Source text:
[start]
# 16 Year Old Mercedes SL 500 Revitalised Kamikaze Enrei Coat Offset Detailing Essex



## Offset Detailing (May 7, 2007)

​
A 2003 Mercedes SL 500 booked in for an extensive paint correction detail removing heavy swirl marks and scratches, there were a serious amount of defects on this vehicle including lots and lots of stone chips. Paintwork protection was from Kamikaze Collection, the flagship two stage coating Enrei.

However, I decided to experiment a bit this time and add two layers of the first coat (usually one is enough), then after the correct curing period two layers of the top coat. The result was a seriously intense gloss and the durability pushed up from it's 36+ months to I have no idea, but it will be in the 48 month realm I think.

Exterior glass coated with Angelwax H2GO rain repellent. Interior leather was deep cleaned with carpets and mats wet vacced.

Engine bay was also cleaned and dressed. Two of the wheels were refurbished due to curbing and protected with Finishkare Hi Temp wax.

For a 16 year old Mercedes with over 80k on the clock and a life of local car washes/poor wash technique the finish on the SL 500 now looks nearly brand new. Plus the good thing about paintwork in this condition is the great 50/50 shots you can get! :thumb:

Click for the video below for some cool 50/50's and mad gloss.


----------



## Andyblue (Jun 20, 2017)

Seriously impressive difference there :thumb:


----------



## AudiPhil (Aug 11, 2018)

Great 50:50 pics! That must have been quite rewarding turning that one that around. Good work


----------



## Offset Detailing (May 7, 2007)
[end]
Set exercise 1:
Condense the paragraph of the detailing thread that begins "A 2003 Mercedes SL 500 booked in" into a short bulleted list that keeps its main facts.
The records bear no relation to the detailing thread.

Material supplied:
[start]
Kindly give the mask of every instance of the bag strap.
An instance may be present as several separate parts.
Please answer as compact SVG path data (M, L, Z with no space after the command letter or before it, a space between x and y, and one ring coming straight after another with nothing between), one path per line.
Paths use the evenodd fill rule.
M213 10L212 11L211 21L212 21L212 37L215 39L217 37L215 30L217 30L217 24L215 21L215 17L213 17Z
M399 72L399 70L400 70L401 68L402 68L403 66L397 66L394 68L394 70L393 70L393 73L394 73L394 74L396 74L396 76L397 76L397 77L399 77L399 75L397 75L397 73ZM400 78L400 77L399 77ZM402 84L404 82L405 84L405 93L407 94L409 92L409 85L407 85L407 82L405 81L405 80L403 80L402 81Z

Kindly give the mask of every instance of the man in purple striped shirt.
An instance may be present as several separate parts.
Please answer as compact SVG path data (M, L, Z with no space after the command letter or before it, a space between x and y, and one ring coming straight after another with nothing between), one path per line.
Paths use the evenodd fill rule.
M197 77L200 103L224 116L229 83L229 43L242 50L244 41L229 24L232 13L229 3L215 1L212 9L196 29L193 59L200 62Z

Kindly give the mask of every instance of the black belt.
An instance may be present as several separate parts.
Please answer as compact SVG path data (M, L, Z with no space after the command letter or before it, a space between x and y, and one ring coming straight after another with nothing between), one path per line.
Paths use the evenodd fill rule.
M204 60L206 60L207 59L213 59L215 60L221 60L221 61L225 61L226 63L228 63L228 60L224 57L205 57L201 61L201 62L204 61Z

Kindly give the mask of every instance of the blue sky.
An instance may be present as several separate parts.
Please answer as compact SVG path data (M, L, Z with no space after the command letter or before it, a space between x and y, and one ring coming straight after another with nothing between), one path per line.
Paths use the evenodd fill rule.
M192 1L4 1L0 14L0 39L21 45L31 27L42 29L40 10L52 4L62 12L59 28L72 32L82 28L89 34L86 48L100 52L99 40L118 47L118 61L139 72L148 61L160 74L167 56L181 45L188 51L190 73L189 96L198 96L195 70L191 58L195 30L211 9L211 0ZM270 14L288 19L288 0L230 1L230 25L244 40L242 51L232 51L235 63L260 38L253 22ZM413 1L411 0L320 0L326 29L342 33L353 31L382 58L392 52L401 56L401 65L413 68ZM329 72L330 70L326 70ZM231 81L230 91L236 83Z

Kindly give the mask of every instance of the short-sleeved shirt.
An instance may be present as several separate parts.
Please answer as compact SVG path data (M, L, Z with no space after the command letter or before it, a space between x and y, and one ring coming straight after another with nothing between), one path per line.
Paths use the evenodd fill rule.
[end]
[start]
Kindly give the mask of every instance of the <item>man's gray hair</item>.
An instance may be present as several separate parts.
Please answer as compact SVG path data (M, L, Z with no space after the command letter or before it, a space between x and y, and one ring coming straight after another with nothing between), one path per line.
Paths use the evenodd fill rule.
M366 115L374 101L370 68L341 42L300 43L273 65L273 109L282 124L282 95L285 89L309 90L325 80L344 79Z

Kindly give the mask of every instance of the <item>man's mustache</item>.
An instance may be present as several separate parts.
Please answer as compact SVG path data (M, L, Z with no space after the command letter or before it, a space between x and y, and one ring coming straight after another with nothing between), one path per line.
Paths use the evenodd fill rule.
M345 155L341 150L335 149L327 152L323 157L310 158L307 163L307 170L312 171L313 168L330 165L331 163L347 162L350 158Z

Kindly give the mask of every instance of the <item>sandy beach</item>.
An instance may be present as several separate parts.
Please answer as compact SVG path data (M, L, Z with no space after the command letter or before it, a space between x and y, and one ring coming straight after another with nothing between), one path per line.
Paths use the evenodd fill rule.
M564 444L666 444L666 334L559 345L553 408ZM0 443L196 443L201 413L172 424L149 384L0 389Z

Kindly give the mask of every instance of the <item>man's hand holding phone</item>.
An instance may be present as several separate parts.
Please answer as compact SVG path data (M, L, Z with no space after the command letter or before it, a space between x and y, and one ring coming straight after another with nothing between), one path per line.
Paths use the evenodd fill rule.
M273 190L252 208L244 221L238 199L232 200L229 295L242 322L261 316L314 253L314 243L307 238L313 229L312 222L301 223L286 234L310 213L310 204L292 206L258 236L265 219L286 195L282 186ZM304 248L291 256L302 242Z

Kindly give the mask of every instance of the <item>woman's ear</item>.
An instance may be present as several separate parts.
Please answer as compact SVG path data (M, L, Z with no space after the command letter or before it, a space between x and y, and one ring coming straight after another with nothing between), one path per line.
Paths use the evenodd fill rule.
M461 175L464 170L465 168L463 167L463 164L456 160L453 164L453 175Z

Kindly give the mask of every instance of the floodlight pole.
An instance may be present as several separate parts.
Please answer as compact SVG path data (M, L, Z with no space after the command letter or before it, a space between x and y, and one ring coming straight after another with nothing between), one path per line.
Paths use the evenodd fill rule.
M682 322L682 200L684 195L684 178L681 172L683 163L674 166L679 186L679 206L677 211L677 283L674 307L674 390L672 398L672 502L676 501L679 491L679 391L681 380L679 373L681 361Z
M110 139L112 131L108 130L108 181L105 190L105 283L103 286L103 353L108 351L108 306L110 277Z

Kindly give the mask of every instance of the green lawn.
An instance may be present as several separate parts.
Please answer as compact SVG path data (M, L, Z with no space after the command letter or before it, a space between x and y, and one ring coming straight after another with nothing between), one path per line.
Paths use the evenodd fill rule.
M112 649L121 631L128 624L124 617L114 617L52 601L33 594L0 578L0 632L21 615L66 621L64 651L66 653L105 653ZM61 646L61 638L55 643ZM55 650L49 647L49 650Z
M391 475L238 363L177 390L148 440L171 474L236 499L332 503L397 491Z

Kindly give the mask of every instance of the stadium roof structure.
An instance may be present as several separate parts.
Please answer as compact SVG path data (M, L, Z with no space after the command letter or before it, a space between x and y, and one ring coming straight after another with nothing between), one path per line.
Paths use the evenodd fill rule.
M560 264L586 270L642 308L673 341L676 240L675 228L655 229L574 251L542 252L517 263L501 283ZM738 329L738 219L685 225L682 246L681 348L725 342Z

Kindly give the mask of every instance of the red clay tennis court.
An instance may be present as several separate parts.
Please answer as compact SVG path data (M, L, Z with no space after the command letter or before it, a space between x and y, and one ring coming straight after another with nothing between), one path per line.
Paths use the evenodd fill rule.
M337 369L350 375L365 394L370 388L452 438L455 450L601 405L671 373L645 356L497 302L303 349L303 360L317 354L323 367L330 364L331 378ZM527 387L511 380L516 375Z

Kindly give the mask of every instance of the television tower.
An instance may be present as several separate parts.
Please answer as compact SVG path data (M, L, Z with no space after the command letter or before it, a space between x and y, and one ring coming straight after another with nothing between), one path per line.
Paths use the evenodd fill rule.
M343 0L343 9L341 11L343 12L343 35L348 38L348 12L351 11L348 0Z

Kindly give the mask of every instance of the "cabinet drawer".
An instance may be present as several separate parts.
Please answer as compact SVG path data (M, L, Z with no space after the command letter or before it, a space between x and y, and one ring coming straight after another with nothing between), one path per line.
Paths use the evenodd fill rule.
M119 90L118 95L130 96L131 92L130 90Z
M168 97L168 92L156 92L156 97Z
[end]
[start]
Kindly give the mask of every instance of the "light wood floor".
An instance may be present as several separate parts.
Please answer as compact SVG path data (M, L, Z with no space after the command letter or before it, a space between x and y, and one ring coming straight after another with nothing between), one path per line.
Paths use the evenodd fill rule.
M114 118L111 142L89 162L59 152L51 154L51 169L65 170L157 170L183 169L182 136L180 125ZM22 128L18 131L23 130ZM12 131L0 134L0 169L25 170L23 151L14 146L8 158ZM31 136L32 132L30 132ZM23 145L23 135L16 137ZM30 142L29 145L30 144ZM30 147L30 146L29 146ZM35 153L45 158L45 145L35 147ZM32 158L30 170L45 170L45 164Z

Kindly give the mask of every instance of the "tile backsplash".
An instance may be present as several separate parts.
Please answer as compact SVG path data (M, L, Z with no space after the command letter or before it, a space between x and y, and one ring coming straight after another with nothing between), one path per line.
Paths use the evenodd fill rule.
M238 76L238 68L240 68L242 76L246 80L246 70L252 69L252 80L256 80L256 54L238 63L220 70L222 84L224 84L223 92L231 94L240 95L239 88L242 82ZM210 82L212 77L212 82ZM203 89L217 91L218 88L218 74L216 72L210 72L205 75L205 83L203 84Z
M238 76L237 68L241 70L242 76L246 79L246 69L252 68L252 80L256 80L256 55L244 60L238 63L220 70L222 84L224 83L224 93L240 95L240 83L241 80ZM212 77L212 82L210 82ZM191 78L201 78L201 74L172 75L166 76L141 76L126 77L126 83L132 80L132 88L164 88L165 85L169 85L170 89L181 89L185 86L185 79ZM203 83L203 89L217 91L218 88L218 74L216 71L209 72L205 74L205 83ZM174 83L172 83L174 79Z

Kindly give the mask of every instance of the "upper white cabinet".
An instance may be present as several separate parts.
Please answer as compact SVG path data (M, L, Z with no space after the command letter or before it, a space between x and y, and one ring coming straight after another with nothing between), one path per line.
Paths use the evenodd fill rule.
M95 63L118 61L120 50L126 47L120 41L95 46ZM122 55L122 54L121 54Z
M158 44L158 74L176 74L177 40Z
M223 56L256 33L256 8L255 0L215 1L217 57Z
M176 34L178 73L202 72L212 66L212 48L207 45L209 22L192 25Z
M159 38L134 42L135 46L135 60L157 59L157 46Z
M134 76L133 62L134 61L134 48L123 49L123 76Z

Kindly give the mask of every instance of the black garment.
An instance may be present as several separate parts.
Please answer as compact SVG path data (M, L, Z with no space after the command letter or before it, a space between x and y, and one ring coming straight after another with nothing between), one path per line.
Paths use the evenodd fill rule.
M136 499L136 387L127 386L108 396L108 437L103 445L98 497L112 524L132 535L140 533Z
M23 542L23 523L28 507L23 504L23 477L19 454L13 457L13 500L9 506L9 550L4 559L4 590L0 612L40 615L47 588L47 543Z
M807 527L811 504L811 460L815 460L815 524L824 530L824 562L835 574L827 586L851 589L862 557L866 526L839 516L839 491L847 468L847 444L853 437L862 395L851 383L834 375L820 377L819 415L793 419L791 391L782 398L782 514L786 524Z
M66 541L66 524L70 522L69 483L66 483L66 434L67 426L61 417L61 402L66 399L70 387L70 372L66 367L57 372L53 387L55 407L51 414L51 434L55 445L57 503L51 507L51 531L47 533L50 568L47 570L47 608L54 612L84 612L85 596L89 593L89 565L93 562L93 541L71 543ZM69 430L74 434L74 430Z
[end]
Set exercise 2:
Duplicate the records, starting with the line that contains "Kindly give the mask of every instance of the bag" and going on through the line that contains "M204 60L206 60L207", with both of those lines included.

Worked solution 1:
- Vehicle: a 2003 Mercedes SL 500, booked in for an extensive paint correction detail.
- Aim: removing heavy swirl marks and scratches.
- Condition: a serious amount of defects, including many stone chips.
- Protection: Enrei, the flagship two-stage coating from Kamikaze Collection.

Worked solution 2:
Kindly give the mask of every instance of the bag strap.
An instance may be present as several separate parts.
Please answer as compact SVG path data (M, L, Z with no space after the command letter or before it, a space between x and y, and one ring coming straight after another with nothing between), one path per line.
Paths use the evenodd fill rule.
M213 10L212 11L211 21L212 21L212 37L215 39L217 37L215 30L217 30L217 24L215 21L215 17L213 17Z
M399 72L399 70L400 70L401 68L402 68L403 66L397 66L394 68L394 70L393 70L393 73L394 73L394 74L396 74L396 76L397 76L397 77L399 77L399 75L397 75L397 73ZM400 78L400 77L399 77ZM402 84L404 82L405 84L405 93L407 94L409 92L409 85L407 85L407 82L405 81L405 80L403 80L402 81Z

Kindly give the mask of every instance of the man in purple striped shirt.
An instance may be present as several separate parts.
Please answer as compact SVG path data (M, L, Z with no space after the command letter or before it, a space between x and y, and one ring coming straight after another with nothing between), one path per line.
Paths use the evenodd fill rule.
M197 77L200 103L224 116L229 83L229 43L242 50L244 41L229 24L232 13L229 3L215 1L212 9L196 29L193 59L200 62Z

Kindly give the mask of every instance of the black belt.
An instance may be present as several separate parts.
Please answer as compact SVG path data (M, L, Z with no space after the command letter or before it, a space between x and y, and one ring coming straight after another with nothing between), one path per line.
Paths use the evenodd fill rule.
M204 60L206 60L207 59L213 59L215 60L221 60L221 61L225 61L226 63L228 63L228 60L224 57L205 57L201 61L201 62L204 61Z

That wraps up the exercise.